◆ **WORK TO COMPLETE**: Using the data below, determine the number of lines that include the string "every". Write only that number.

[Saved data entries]
######

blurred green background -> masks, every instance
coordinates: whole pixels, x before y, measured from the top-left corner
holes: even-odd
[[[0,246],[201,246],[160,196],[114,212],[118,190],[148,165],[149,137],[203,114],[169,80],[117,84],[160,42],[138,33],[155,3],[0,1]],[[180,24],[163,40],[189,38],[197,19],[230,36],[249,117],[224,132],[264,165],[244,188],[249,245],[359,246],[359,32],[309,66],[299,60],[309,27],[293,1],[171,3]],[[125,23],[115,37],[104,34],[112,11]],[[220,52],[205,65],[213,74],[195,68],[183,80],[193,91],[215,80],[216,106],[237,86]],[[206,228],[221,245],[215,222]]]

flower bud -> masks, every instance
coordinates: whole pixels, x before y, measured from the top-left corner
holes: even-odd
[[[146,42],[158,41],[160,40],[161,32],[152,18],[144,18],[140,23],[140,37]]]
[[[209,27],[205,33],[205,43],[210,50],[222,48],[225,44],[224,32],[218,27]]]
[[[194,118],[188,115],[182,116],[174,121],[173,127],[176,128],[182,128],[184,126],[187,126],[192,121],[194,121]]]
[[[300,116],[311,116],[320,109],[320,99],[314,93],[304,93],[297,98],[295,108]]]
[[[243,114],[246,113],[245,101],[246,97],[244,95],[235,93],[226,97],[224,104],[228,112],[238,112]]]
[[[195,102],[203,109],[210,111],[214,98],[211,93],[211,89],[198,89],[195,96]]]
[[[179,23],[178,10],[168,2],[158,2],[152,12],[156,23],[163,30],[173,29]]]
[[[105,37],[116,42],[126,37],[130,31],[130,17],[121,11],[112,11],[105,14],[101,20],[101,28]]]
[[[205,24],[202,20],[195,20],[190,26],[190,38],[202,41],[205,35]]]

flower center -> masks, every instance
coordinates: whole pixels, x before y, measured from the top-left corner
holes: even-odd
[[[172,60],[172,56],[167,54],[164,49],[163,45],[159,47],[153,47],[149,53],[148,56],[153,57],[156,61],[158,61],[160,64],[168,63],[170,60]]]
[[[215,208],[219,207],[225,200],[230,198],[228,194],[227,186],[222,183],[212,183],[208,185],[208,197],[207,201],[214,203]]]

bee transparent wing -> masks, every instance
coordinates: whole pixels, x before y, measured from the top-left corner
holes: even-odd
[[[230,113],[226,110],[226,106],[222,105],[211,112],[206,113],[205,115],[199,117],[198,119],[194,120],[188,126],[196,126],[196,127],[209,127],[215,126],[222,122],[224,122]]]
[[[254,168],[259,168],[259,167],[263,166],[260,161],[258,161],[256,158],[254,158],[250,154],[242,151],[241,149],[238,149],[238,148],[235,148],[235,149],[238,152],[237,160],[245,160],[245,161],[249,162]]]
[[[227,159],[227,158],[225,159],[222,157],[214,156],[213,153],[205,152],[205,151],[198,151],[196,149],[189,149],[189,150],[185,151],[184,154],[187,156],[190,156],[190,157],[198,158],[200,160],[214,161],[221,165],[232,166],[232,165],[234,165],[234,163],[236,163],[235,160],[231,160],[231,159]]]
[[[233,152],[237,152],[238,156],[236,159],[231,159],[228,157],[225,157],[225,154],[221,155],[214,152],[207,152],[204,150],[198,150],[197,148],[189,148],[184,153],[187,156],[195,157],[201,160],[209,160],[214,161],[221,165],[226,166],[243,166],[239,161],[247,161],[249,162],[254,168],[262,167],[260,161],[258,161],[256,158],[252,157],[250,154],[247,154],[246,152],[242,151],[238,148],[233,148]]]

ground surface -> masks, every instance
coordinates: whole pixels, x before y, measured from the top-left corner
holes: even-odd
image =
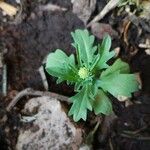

######

◆ **THE ANSWER**: 5